= What the task asks =
Put each line of the records below into a JSON list of strings, one string per line, and leave out any blank lines.
** Start of Supplied records **
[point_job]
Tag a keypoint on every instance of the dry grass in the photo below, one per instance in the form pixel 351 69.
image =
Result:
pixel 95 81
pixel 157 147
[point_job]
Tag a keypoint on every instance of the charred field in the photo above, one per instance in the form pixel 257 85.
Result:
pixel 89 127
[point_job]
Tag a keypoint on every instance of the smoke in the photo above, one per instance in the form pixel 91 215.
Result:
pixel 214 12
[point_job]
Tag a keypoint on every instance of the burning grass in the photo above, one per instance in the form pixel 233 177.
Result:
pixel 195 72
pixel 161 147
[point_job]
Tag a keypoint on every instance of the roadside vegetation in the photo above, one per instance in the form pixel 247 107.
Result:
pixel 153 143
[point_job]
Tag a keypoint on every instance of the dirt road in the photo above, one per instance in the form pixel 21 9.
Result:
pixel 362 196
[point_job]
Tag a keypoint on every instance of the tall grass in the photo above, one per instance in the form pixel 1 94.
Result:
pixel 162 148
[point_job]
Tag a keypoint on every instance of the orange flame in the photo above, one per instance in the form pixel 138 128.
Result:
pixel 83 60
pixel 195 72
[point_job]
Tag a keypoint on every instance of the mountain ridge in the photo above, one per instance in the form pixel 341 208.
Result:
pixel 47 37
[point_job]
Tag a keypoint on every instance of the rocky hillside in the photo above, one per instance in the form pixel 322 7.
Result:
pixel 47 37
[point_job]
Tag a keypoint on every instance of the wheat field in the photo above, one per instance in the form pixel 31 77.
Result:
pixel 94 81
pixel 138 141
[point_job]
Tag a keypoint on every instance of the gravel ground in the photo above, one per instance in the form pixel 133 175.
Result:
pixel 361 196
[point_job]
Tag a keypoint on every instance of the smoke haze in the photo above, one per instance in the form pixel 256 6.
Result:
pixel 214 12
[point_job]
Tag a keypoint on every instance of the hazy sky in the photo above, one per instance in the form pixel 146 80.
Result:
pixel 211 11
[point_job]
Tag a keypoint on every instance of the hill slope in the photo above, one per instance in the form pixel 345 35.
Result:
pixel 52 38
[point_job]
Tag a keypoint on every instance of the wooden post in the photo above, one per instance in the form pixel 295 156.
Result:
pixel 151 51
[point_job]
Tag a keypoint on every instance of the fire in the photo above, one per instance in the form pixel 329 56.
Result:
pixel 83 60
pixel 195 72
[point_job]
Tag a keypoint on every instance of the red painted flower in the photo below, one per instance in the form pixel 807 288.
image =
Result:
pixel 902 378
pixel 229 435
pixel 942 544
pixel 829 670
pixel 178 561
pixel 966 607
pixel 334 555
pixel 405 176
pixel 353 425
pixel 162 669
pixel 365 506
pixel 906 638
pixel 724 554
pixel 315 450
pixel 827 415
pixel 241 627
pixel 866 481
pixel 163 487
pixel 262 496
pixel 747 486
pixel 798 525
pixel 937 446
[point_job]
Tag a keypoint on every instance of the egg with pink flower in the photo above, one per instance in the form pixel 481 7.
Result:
** End of Supplied records **
= Full output =
[
  "[point_job]",
  "Tag a keypoint on every instance of the dry grass in the photo below, one per instance in the form pixel 351 69.",
  "image =",
  "Result:",
  "pixel 95 81",
  "pixel 157 147",
  "[point_job]",
  "Tag a keypoint on every instance of the charred field in the photo above, one per instance in the form pixel 257 85.",
  "Result:",
  "pixel 89 127",
  "[point_job]",
  "Tag a keypoint on every instance of the smoke in the photo above, one per instance in the form pixel 91 215.",
  "Result:",
  "pixel 214 12",
  "[point_job]",
  "Tag a keypoint on every instance of the burning grass in the photo above, one per instance in the form pixel 233 177.",
  "Result:",
  "pixel 195 72",
  "pixel 161 147",
  "[point_job]",
  "Tag a keypoint on every instance of the roadside vegetation in the photo above, one per instance in the form pixel 247 107.",
  "Result:",
  "pixel 153 143",
  "[point_job]",
  "Tag a keypoint on every instance of the dirt road in the photo above, one per instance in the form pixel 21 9.",
  "Result:",
  "pixel 362 196",
  "[point_job]",
  "Tag a keypoint on every instance of the tall grass in the photo above, one per instance in the form pixel 1 94.",
  "Result:",
  "pixel 162 148",
  "[point_job]",
  "Tag a keypoint on every instance of the orange flame in the photo above, one per instance in the form pixel 138 128.",
  "Result:",
  "pixel 83 60",
  "pixel 195 72",
  "[point_job]",
  "Tag a keypoint on every instance of the mountain ridge in the photo above, one per instance in the form pixel 341 208.",
  "Result:",
  "pixel 47 37",
  "[point_job]",
  "Tag a keypoint on every instance of the rocky hillside in the photo above, one per instance in the form pixel 322 7.",
  "Result:",
  "pixel 47 37",
  "[point_job]",
  "Tag a keypoint on every instance of the wheat field in the photo above, one per instance in the form pixel 31 77.",
  "Result:",
  "pixel 94 81",
  "pixel 138 141",
  "[point_job]",
  "Tag a keypoint on every instance of the gravel ground in the photo above, one per instance in the form pixel 133 175.",
  "Result:",
  "pixel 361 196",
  "[point_job]",
  "Tag a keypoint on every instance of the smoke haze in the photo above, one per instance in the form pixel 256 6.",
  "Result:",
  "pixel 214 12",
  "[point_job]",
  "Tag a keypoint on every instance of the hazy sky in the photo above, one per instance in the form pixel 146 80.",
  "Result:",
  "pixel 211 11",
  "[point_job]",
  "Tag a keypoint on every instance of the hill slope in the photo above, one per instance in the form pixel 345 35.",
  "Result:",
  "pixel 52 38",
  "[point_job]",
  "Tag a keypoint on every instance of the wooden post in the photo above, one per instance in the form pixel 295 156.",
  "Result:",
  "pixel 151 51",
  "[point_job]",
  "Tag a keypoint on every instance of the fire in the photo above, one per instance in the form pixel 329 56.",
  "Result:",
  "pixel 83 60",
  "pixel 195 72",
  "[point_job]",
  "Tag a keypoint on every instance of the red painted flower in the photo below, one per instance in the form pixel 807 288.",
  "image =",
  "Result:",
  "pixel 902 378",
  "pixel 229 435",
  "pixel 942 544",
  "pixel 829 670",
  "pixel 178 561",
  "pixel 966 607",
  "pixel 334 555",
  "pixel 405 176",
  "pixel 353 425",
  "pixel 162 669",
  "pixel 365 506",
  "pixel 906 638",
  "pixel 724 554",
  "pixel 315 450",
  "pixel 827 415",
  "pixel 241 627",
  "pixel 866 481",
  "pixel 163 487",
  "pixel 262 496",
  "pixel 747 486",
  "pixel 798 525",
  "pixel 937 446",
  "[point_job]",
  "Tag a keypoint on every instance of the egg with pink flower in the photo above, one per instance in the form pixel 481 7.",
  "Result:"
]